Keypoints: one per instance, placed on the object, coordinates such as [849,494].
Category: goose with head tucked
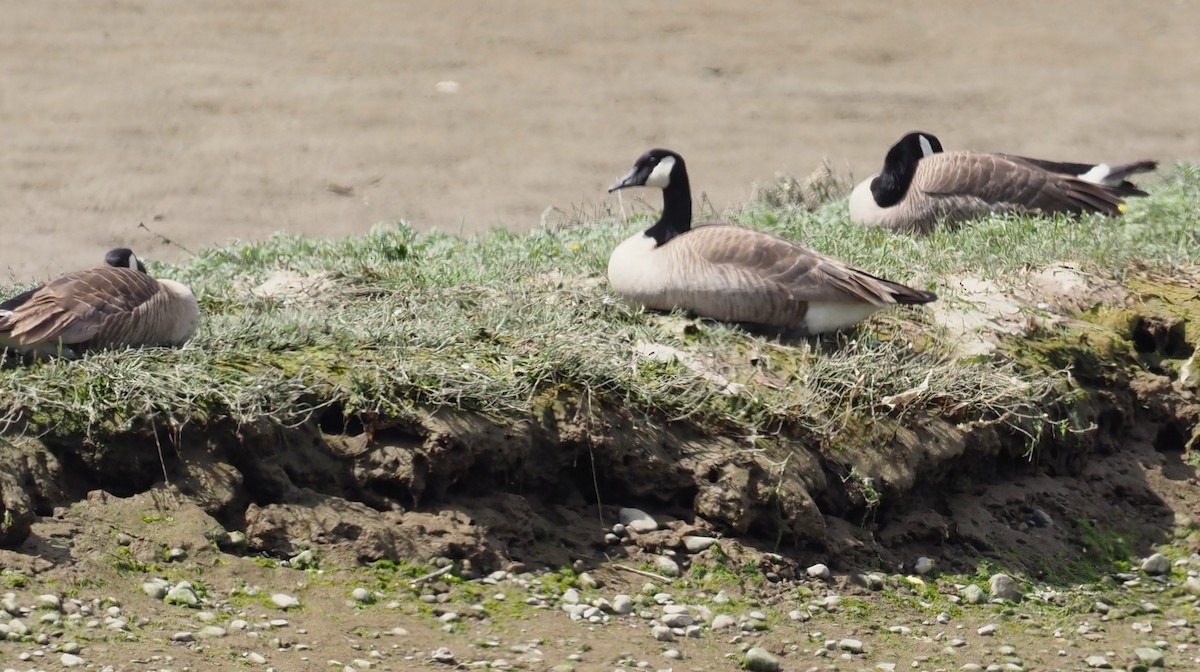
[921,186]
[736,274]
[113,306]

########

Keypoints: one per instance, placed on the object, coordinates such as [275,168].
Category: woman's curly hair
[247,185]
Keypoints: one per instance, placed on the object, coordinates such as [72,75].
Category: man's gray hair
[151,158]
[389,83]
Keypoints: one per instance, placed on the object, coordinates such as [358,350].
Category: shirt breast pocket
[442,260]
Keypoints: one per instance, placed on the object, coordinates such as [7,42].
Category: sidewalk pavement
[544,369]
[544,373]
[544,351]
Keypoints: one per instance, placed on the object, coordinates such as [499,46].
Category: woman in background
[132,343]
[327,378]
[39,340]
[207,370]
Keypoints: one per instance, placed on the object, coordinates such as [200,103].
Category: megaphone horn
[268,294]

########

# INSTRUCTIONS FOR THE TASK
Wherever a line in the listing contains the word "instance", copy that line out.

# ANSWER SECTION
Keypoints: one per instance, placed on the object, coordinates such as [849,494].
Keypoints: one per instance, placed on the object, coordinates such as [275,168].
Keypoints: one per instance, placed on the object, coordinates such as [72,75].
Keypoints: one per instance, placed on the object, coordinates such as [358,350].
Keypoints: one per instance, placed on the object, coordinates such as [7,42].
Keypoints: one per instance, placed on the object, coordinates such as [499,46].
Keypoints: one per instance, placed on the object, coordinates such as [200,103].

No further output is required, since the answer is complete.